Fernando Augusto/Ibama

A caracterização da reincidência em processos administrativos ambientais federais é temática polêmica, especialmente diante da utilização, pelo Instituto Chico Mendes de Conservação da Biodiversidade (ICMBio) e pelo Instituto Brasileiro do Meio Ambiente e dos Recursos Naturais Renováveis (Ibama), de autos de infração lavrados por órgãos estaduais e municipais para fins de agravamento de penalidades.

O problema central reside na ausência de previsão na legislação federal para essa prática, levantando questionamentos quanto à sua legalidade e compatibilidade com os princípios constitucionais aplicáveis ao tema.

A despeito de o artigo 225 da Constituição impor ao poder público de maneira geral o dever de proteção ao meio ambiente, tal dever não interfere na autonomia ou na independência dos entes federativos e nem embasa a interação entre processos administrativos sancionadores ambientais de entes federativos distintos.

[INFORMAÇÕES FORNECIDAS]
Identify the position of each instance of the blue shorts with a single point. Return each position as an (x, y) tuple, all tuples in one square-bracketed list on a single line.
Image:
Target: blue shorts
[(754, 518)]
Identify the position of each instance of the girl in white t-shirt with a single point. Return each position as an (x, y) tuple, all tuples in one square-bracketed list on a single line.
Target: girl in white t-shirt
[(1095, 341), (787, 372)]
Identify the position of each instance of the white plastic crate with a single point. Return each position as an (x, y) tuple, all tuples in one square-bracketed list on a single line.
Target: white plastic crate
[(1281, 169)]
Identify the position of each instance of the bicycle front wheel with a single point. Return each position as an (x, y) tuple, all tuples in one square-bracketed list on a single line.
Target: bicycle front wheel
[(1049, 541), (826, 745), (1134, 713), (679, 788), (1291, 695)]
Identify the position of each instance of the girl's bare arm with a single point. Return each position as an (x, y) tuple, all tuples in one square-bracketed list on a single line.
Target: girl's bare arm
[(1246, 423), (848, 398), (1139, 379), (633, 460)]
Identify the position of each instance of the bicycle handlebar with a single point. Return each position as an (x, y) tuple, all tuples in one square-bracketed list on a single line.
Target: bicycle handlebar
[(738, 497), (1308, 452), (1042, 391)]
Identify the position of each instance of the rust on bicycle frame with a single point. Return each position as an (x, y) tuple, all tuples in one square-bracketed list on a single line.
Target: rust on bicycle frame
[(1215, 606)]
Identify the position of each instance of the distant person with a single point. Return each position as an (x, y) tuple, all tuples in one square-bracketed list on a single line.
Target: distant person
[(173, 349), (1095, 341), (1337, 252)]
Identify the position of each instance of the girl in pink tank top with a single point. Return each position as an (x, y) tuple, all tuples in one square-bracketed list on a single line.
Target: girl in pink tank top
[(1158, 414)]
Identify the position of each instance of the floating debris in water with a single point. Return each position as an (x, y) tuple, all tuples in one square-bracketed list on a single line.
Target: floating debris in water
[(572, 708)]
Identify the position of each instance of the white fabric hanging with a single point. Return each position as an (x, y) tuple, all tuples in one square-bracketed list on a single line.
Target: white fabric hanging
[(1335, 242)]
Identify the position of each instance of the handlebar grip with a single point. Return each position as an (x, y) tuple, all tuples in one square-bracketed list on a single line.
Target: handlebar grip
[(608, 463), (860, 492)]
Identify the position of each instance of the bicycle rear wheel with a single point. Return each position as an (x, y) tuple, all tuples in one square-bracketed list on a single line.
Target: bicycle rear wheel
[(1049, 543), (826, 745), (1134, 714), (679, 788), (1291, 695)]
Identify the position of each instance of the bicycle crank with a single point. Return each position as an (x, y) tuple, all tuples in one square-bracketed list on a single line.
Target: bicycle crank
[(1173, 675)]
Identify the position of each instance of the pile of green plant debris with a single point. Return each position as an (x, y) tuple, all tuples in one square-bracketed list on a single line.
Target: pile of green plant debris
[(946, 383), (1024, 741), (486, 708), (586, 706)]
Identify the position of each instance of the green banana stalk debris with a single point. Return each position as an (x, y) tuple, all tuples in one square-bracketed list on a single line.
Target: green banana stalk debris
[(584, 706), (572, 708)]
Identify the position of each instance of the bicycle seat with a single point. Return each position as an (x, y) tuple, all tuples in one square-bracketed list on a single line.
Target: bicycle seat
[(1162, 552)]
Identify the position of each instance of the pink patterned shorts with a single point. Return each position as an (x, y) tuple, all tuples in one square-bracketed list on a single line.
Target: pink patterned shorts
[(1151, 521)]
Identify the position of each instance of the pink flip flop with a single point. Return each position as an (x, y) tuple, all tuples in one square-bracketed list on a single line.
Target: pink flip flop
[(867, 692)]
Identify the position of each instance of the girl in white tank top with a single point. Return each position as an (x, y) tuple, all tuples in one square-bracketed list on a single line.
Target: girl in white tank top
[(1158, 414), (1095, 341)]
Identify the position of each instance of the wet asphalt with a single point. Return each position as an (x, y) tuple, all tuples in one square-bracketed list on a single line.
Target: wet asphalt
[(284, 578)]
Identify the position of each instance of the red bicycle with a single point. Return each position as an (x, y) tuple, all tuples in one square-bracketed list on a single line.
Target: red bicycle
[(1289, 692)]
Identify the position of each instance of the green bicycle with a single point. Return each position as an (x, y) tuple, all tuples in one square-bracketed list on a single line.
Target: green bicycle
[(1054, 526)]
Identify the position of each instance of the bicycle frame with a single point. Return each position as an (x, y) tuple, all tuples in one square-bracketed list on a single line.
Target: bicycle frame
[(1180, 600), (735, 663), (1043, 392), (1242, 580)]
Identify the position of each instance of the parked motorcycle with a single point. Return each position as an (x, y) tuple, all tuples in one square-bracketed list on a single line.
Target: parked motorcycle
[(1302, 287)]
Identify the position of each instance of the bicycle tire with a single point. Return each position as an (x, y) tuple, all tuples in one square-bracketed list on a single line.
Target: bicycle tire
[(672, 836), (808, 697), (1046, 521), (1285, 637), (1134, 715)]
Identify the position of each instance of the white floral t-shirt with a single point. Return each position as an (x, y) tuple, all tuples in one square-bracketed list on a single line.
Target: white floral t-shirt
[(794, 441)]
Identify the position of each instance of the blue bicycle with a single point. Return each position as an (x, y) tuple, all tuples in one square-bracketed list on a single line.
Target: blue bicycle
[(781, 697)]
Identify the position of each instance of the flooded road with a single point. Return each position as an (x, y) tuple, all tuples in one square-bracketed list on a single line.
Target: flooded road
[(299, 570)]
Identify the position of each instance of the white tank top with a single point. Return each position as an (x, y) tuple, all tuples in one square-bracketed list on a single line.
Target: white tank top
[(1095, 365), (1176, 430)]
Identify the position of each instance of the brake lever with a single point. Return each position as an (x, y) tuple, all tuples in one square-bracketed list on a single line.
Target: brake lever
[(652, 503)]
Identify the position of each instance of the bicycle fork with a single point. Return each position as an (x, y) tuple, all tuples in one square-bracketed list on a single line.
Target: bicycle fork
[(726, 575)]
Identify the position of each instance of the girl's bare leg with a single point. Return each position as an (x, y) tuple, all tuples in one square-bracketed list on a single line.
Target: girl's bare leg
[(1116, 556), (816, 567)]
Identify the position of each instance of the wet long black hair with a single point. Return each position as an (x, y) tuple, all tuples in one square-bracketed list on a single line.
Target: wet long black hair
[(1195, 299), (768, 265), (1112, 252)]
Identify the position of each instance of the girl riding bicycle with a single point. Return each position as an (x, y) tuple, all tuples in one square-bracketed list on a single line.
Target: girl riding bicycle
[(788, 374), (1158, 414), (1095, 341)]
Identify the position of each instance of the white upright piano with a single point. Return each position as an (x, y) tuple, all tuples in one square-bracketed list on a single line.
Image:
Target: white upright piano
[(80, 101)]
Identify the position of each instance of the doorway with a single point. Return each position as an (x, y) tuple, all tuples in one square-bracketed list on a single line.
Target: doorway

[REQUISITOS DO EXERCÍCIO]
1: Transcreva do texto sobre reincidência ambiental tudo o que vai desde "A despeito de" até "entes federativos distintos.".
2: Reescreva de forma mais concisa o parágrafo do texto sobre reincidência ambiental que começa com "A despeito de o artigo 225", mantendo suas informações principais.
3: Prossiga com o texto sobre reincidência ambiental, começando logo depois da última frase apresentada.

[RESPOSTAS POR TAREFA]
1:
A despeito de o artigo 225 da Constituição impor ao poder público de maneira geral o dever de proteção ao meio ambiente, tal dever não interfere na autonomia ou na independência dos entes federativos e nem embasa a interação entre processos administrativos sancionadores ambientais de entes federativos distintos.

2: Embora o artigo 225 da Constituição atribua ao poder público em geral o dever de proteger o meio ambiente, esse dever não afeta a autonomia nem a independência dos entes federativos. Ele também não fundamenta a interação entre processos administrativos sancionadores ambientais de entes federativos diferentes.

3:
Competência de ações administrativas ambientais

Prova dessa independência entre os entes federativos, especialmente em matéria ambiental, está consignada na Lei Complementar (LC) nº 140/2011, que indica, separadamente, as ações administrativas ambientais de competência da União, dos estados e dos municípios.

Essa Lei ainda traz dispositivos voltados à cooperação e delegação de poderes entre os entes federativos, o que não significa interação entre processos administrativos de esferas distintas, muito antes o contrário. Nesse sentido, vejamos alguns dispositivos da LC:

Art. 4o  Os entes federativos podem valer-se, entre outros, dos seguintes instrumentos de cooperação institucional:

[…]

II – convênios, acordos de cooperação técnica e outros instrumentos similares com órgãos e entidades do Poder Público, respeitado o art. 241 da Constituição Federal;

[…]

V – delegação de atribuições de um ente federativo a outro, respeitados os requisitos previstos nesta Lei Complementar;

VI – delegação da execução de ações administrativas de um ente federativo a outro, respeitados os requisitos previstos nesta Lei Complementar.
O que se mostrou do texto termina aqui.